■ **Set problem 1**: Could you retype the play review starting with "Shipwrecked beneath the" and going on through "to the stereotypical."?
■ **Set problem 2**: Could you multiply every pin coordinate in the answers by 1.8, rounding to whole numbers with halves going up, for the rows starting with the line with "Task: set one pin on each instance of the grass" and going on through the end of the rows? Write out only those lines again, requests included, and leave the sample coordinates in the requests unchanged.

** START Page extract **

Review by Laurie Atkinson [Reproduced with permission of Fairfax Media] 18th Feb 2008

Shipwrecked beneath the Stars starts with The Beatles’ Nowhere Man which immediately tells us that Patrick is a bit like you and me, an everyman, insecure, lost and drifting at age 43.

 

He is the caretaker of the King Kong ship at the Miramar film studios where his cabin is invaded in dream and reality by Carl, Adrian Brody’s stand-in, Kelly, a hooker who used to be at school with Patrick, Barbara, his ex-wife, and Murky Merv, a nightmare figure who morphs in Patrick’s dream from being his imaginary childhood friend into King Kong himself.

 

Like the Beatles’ song, the outcome of these visitors and dreams cause Patrick to eventually accept that there is a world out there and it is his to command. Gavin McGibbon just avoids a sentimental, sermonizing ending though his characterization of the self-centered would-be actor, Carl (strongly played by Alex Grieg), resorts to the stereotypical.

** END Page extract **
** START Dataset excerpts **

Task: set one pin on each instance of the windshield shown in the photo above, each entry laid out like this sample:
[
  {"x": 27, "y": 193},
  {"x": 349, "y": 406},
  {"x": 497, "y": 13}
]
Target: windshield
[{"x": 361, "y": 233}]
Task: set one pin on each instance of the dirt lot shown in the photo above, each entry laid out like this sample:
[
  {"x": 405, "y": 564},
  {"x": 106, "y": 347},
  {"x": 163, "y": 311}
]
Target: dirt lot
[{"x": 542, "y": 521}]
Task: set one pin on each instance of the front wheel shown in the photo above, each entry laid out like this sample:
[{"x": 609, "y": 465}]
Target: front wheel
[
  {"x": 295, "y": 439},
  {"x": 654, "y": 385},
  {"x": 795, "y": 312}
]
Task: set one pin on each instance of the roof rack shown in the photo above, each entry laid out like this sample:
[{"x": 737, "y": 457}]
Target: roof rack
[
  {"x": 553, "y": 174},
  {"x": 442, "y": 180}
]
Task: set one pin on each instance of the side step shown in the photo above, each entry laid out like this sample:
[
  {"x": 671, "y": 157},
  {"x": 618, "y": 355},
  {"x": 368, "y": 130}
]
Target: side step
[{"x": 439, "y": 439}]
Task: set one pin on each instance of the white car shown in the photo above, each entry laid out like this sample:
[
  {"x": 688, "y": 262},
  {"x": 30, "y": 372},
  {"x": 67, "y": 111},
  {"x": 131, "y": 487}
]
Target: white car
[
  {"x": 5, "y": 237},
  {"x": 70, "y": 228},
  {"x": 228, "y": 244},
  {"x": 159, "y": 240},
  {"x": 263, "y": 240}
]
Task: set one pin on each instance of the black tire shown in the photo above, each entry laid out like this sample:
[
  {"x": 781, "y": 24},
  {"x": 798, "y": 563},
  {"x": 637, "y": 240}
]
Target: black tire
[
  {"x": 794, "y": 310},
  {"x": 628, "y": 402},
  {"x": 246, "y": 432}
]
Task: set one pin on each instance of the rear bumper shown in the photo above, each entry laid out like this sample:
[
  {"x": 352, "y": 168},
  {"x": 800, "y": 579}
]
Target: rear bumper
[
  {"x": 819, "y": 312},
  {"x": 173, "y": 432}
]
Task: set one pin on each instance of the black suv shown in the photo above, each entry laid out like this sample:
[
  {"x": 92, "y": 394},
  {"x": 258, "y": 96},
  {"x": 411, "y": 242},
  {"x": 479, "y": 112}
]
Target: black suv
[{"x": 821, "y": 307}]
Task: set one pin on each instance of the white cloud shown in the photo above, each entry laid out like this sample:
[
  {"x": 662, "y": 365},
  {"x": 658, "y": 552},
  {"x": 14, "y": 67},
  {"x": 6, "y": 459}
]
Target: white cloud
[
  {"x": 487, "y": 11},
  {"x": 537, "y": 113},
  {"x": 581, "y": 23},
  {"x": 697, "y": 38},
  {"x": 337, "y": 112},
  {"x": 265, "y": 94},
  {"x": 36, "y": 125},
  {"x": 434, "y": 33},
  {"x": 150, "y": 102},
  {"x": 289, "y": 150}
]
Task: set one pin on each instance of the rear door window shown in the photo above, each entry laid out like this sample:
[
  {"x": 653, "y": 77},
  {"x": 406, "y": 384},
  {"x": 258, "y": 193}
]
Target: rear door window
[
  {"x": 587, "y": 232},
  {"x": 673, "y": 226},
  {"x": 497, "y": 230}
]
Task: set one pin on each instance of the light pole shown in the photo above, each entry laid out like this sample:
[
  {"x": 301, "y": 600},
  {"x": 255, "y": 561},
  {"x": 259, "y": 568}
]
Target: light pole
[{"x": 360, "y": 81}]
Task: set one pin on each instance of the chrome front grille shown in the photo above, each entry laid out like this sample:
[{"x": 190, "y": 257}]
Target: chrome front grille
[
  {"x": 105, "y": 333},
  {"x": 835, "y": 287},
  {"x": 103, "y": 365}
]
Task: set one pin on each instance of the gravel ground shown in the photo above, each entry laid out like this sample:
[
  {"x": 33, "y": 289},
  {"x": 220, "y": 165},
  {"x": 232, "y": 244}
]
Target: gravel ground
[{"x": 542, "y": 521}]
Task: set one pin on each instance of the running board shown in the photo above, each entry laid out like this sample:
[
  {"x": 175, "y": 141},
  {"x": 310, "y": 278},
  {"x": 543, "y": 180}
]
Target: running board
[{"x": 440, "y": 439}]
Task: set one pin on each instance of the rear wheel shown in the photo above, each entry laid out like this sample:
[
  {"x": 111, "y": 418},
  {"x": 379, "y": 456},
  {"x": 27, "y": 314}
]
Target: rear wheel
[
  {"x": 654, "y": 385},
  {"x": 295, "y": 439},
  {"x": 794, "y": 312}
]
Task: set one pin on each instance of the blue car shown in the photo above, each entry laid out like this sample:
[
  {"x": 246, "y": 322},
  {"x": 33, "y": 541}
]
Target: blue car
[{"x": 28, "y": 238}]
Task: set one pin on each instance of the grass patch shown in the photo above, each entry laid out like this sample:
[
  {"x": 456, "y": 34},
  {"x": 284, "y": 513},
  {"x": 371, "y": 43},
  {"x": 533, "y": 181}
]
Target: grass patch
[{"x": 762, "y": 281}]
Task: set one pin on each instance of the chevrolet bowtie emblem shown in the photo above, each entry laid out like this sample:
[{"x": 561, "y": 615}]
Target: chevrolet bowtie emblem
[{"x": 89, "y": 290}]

** END Dataset excerpts **

■ **Correct answer 1**:
Shipwrecked beneath the Stars starts with The Beatles’ Nowhere Man which immediately tells us that Patrick is a bit like you and me, an everyman, insecure, lost and drifting at age 43.

 

He is the caretaker of the King Kong ship at the Miramar film studios where his cabin is invaded in dream and reality by Carl, Adrian Brody’s stand-in, Kelly, a hooker who used to be at school with Patrick, Barbara, his ex-wife, and Murky Merv, a nightmare figure who morphs in Patrick’s dream from being his imaginary childhood friend into King Kong himself.

 

Like the Beatles’ song, the outcome of these visitors and dreams cause Patrick to eventually accept that there is a world out there and it is his to command. Gavin McGibbon just avoids a sentimental, sermonizing ending though his characterization of the self-centered would-be actor, Carl (strongly played by Alex Grieg), resorts to the stereotypical.

■ **Correct answer 2**:
Task: set one pin on each instance of the grass patch shown in the photo above, each entry laid out like this sample:
[
  {"x": 456, "y": 34},
  {"x": 284, "y": 513},
  {"x": 371, "y": 43},
  {"x": 533, "y": 181}
]
Target: grass patch
[{"x": 1372, "y": 506}]
Task: set one pin on each instance of the chevrolet bowtie emblem shown in the photo above, each entry laid out like this sample:
[{"x": 561, "y": 615}]
Target: chevrolet bowtie emblem
[{"x": 160, "y": 522}]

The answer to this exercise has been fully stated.